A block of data
§ §

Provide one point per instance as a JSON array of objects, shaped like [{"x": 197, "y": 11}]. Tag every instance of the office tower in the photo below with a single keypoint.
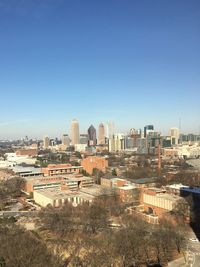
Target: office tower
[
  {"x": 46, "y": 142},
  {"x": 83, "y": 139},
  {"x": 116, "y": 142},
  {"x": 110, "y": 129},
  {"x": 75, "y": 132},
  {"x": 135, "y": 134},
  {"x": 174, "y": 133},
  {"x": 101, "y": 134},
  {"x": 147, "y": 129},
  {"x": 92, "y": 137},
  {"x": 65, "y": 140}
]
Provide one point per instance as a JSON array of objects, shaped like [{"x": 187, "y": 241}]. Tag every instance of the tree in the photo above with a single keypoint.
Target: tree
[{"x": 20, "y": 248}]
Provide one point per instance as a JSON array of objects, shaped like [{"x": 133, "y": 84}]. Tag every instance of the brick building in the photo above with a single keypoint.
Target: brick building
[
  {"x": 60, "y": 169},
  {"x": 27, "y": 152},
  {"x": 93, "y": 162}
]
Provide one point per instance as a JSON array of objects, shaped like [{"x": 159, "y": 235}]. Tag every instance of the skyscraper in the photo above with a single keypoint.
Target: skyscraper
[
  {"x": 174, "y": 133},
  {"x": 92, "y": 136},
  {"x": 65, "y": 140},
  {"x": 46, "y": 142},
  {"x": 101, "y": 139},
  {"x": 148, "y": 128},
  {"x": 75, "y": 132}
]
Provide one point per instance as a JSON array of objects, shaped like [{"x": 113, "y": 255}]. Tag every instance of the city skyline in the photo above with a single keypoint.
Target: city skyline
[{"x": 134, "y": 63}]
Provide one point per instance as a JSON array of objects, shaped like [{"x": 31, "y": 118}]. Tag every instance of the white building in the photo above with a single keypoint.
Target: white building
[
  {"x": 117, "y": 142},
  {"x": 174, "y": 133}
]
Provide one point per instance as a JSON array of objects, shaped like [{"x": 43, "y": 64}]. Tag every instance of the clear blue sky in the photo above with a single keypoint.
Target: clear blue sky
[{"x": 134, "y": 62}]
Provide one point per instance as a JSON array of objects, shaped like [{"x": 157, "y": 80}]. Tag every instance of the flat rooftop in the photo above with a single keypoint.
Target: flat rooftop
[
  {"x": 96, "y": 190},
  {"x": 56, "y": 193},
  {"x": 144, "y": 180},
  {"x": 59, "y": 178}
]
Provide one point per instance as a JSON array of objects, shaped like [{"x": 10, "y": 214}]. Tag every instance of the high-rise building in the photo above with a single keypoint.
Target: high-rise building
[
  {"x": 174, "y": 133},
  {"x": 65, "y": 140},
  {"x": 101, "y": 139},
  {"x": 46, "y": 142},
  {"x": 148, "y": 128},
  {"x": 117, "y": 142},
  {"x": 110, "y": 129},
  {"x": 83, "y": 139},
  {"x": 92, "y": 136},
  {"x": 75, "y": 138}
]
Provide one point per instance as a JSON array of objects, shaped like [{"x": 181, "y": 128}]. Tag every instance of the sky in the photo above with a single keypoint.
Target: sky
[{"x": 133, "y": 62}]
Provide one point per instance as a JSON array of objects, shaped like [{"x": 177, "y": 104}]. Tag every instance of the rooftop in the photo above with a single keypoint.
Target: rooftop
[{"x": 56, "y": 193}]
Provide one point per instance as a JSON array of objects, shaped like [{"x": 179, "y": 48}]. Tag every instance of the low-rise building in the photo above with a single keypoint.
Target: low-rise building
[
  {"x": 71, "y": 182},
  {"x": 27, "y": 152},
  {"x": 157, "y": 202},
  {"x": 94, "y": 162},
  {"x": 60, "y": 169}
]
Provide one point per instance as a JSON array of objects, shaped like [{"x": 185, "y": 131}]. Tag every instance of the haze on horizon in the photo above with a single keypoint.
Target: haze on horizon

§ §

Make an exact copy of every record, pictures excluded.

▸ ANSWER TO THE TASK:
Provide one point per instance as a JSON array of objects, shaped like [{"x": 197, "y": 11}]. Tag every instance of the office tower in the photo below with a single keypoint.
Target: office tower
[
  {"x": 46, "y": 142},
  {"x": 83, "y": 139},
  {"x": 116, "y": 142},
  {"x": 110, "y": 129},
  {"x": 75, "y": 132},
  {"x": 135, "y": 134},
  {"x": 174, "y": 133},
  {"x": 101, "y": 134},
  {"x": 147, "y": 129},
  {"x": 92, "y": 137},
  {"x": 65, "y": 140}
]
Provide one point per instance as a JSON array of objects, shaped like [{"x": 187, "y": 241}]. Tag every instance of the tree in the photo above with a single keypoint.
Target: tree
[{"x": 20, "y": 248}]
Provide one point per instance as a JSON array of objects, shaped like [{"x": 133, "y": 84}]. Tag every instance of the brick building in the photo above with a single keypoint.
Target: brick building
[
  {"x": 60, "y": 169},
  {"x": 27, "y": 152},
  {"x": 93, "y": 162}
]
Provide one point per instance as a JSON array of objects, shaped like [{"x": 159, "y": 235}]. Tag every instance of the skyscraper in the photo above with a single keypoint.
Target: skyscraper
[
  {"x": 174, "y": 133},
  {"x": 92, "y": 136},
  {"x": 65, "y": 140},
  {"x": 46, "y": 142},
  {"x": 101, "y": 139},
  {"x": 148, "y": 128},
  {"x": 75, "y": 132}
]
Provide one point per instance as a JSON array of objects, shaped like [{"x": 113, "y": 255}]. Tag every instance of the city skyline in the photo above with a single keypoint.
Target: city skyline
[{"x": 134, "y": 63}]
Provide one point per instance as a JSON array of objects, shaped like [{"x": 31, "y": 118}]. Tag every instance of the white building in the photo above with a single keypoint.
Target: white building
[
  {"x": 117, "y": 142},
  {"x": 174, "y": 133}
]
Provide one point per instance as a JSON array of objects, shaped like [{"x": 43, "y": 64}]. Tag every instance of the clear blue sky in the photo above with a single keypoint.
Target: clear blue sky
[{"x": 134, "y": 62}]
Provide one point per instance as a JSON array of objects, shaped like [{"x": 157, "y": 80}]. Tag every instance of the flat rooftop in the photo above with a single keypoint.
Target: flat rooftop
[
  {"x": 96, "y": 190},
  {"x": 56, "y": 193},
  {"x": 144, "y": 180},
  {"x": 59, "y": 178}
]
Provide one point per instance as a JSON array of objects, shaped like [{"x": 10, "y": 214}]. Tag every instance of the high-rise building in the photo above with a single keypoint.
Target: high-rise building
[
  {"x": 174, "y": 133},
  {"x": 65, "y": 140},
  {"x": 101, "y": 139},
  {"x": 46, "y": 142},
  {"x": 148, "y": 128},
  {"x": 117, "y": 142},
  {"x": 110, "y": 129},
  {"x": 83, "y": 139},
  {"x": 92, "y": 136},
  {"x": 75, "y": 138}
]
Provide one point per instance as a JSON array of objects, shaped like [{"x": 181, "y": 128}]. Tag every instance of the sky in the photo above with a single keypoint.
Target: sky
[{"x": 133, "y": 62}]
Provide one point per instance as a JSON array of objects, shaped like [{"x": 177, "y": 104}]. Tag every instance of the rooftop in the photo above with a single keypoint.
Target: rooftop
[{"x": 56, "y": 193}]
Provide one point per instance as a JSON array of objects, shaped like [{"x": 179, "y": 48}]. Tag every instance of the low-rise building in the photo above with a single keypoint.
Target: low-rise building
[
  {"x": 71, "y": 182},
  {"x": 27, "y": 152},
  {"x": 157, "y": 202},
  {"x": 94, "y": 162},
  {"x": 60, "y": 169}
]
Provide one point per instance as a JSON array of objects, shaped like [{"x": 185, "y": 131}]. Tag every instance of the haze on horizon in the photo above with a single keypoint.
Target: haze on horizon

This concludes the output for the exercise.